__Work required__
Starting at the first line of the entries and stopping after the line that contains "point(793, 299)", output each line as an item in a numbered list, skipping blank lines. Leave the pictures out.
— BEGIN Extracted records —
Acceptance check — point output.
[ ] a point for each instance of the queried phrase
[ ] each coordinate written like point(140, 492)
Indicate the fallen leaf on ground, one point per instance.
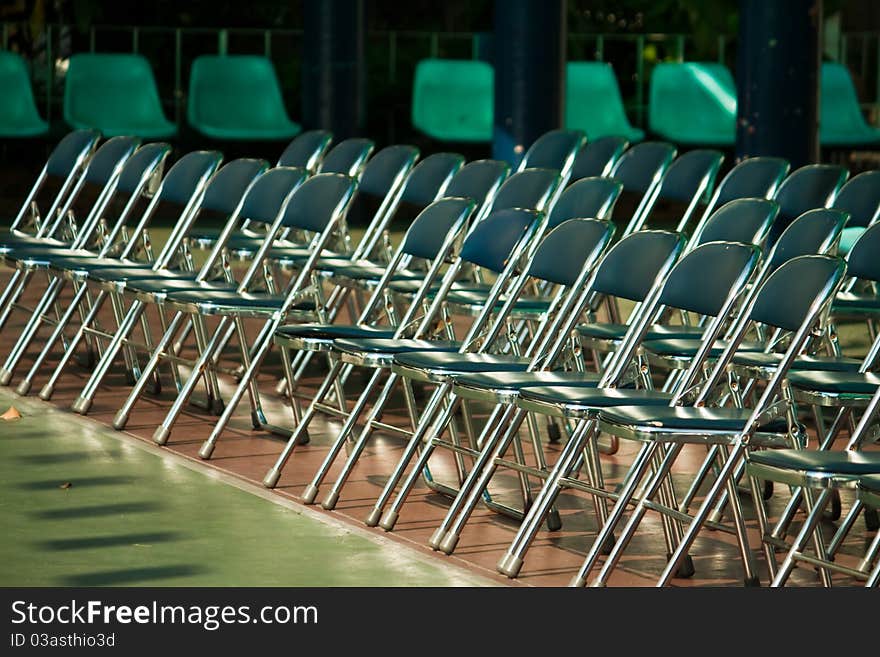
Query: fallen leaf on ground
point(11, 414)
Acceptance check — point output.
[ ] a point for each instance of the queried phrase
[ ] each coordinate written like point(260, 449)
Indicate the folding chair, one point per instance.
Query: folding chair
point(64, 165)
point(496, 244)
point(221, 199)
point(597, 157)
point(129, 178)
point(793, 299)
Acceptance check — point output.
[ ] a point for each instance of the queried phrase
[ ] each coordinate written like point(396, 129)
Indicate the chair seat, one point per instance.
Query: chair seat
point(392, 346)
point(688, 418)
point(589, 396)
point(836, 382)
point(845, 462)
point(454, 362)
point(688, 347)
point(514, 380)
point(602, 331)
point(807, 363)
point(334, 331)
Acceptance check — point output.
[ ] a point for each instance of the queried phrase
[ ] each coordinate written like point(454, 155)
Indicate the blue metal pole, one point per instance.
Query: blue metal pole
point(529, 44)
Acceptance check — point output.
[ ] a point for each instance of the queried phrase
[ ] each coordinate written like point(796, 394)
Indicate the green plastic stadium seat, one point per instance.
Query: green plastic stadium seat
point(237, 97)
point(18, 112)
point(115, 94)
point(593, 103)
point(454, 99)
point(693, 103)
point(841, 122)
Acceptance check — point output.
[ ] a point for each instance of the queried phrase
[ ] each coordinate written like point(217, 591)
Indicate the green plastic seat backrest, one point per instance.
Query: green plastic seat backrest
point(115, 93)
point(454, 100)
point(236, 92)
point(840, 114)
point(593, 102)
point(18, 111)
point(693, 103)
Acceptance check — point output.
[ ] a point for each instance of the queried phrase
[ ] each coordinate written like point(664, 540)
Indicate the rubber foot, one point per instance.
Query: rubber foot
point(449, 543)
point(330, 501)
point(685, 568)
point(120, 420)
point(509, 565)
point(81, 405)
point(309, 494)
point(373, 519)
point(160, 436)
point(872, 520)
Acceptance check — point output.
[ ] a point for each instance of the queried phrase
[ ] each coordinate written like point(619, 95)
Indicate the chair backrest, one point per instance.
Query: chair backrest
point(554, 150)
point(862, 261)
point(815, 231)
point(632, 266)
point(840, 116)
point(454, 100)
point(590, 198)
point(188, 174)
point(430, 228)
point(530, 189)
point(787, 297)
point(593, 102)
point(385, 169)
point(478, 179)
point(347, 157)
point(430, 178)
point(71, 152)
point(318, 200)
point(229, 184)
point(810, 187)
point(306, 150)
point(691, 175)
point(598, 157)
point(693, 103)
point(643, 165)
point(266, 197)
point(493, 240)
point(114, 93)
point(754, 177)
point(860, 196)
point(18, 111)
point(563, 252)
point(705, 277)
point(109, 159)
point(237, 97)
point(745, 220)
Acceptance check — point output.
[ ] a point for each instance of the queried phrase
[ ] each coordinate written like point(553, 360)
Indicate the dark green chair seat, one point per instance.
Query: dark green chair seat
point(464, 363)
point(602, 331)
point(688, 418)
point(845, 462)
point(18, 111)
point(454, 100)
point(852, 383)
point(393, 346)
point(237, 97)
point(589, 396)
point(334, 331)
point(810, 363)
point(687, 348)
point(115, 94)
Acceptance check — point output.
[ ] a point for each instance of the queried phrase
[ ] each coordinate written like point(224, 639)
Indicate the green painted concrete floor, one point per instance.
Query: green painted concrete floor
— END Extracted records —
__Answer to the problem__
1. Acceptance check — point output.
2. [ ] a point for each instance of the queried phrase
3. [ ] each coordinate written like point(140, 492)
4. Indicate the fallen leaf on ground, one point per instance.
5. Query: fallen leaf on ground
6. point(11, 414)
7. Acceptance check — point output.
8. [ ] a point for each instance of the queried phrase
9. [ ] each coordinate written like point(260, 449)
10. Indicate the folding chair, one point per instance.
11. Query: folding chair
12. point(64, 165)
13. point(496, 244)
14. point(221, 199)
15. point(597, 157)
16. point(129, 178)
17. point(793, 299)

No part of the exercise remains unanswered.